**To be done**
Rescale the part of the records that opens with the line containing "point: wood grain" and runs through the end of the records, both ends included. Write out every line in it, requests too, multiplying each coordinate in the answers by 1.95 and rounding to whole numbers with halves rounded up.

+++

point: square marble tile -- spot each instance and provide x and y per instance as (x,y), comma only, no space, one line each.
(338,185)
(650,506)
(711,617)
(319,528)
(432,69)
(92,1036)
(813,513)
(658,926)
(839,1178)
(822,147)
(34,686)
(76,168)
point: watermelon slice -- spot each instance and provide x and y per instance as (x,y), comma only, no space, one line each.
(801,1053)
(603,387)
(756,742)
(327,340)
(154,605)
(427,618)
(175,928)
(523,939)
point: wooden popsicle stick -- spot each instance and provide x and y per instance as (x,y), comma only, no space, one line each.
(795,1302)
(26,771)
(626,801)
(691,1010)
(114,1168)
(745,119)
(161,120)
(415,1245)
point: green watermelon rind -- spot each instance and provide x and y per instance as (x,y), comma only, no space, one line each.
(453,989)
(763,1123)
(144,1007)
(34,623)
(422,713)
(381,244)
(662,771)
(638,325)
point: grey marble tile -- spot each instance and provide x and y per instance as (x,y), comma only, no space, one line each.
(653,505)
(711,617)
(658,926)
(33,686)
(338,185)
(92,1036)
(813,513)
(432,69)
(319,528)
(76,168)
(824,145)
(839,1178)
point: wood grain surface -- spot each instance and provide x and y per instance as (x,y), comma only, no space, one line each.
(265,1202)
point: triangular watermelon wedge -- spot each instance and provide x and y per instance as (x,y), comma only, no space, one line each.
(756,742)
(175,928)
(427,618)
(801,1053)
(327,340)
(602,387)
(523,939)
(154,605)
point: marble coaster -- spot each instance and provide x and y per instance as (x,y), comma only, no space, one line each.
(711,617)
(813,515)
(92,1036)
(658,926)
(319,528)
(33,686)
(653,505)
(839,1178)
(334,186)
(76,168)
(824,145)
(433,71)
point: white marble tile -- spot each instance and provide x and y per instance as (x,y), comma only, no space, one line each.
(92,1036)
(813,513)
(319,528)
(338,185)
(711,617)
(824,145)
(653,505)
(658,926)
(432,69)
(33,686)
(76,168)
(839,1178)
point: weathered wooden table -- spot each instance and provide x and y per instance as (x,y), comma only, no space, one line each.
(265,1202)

+++

**Result for this task**
point: wood grain surface -- spot each instance and provide x and y per instance as (x,y), comma only, no space, one line each.
(517,2344)
point: triangular watermelon wedge -- spot each instance and provide x and y per instance as (x,y), comma only, no space, one line each.
(1474,1447)
(341,1810)
(833,1205)
(1562,2053)
(638,663)
(1174,755)
(1020,1831)
(300,1180)
point: marble coaster -- spot each instance and provide x and y per instance as (x,y), comma only, no space, one line each.
(1386,1203)
(1585,1004)
(179,2020)
(1283,1806)
(622,1030)
(64,1338)
(1273,985)
(1636,2297)
(651,363)
(148,328)
(1607,283)
(844,138)
point: white marble tile -- spot each instance and provide x and y per instance as (x,y), comma only, no space, one line each.
(179,2020)
(1585,1000)
(622,1030)
(659,361)
(1386,1203)
(1607,283)
(1273,985)
(1283,1806)
(842,135)
(64,1338)
(148,328)
(1636,2297)
point: weathered wooden table -- spot each instance and provide x and y per instance as (x,y), comma only, no space, one line each.
(517,2344)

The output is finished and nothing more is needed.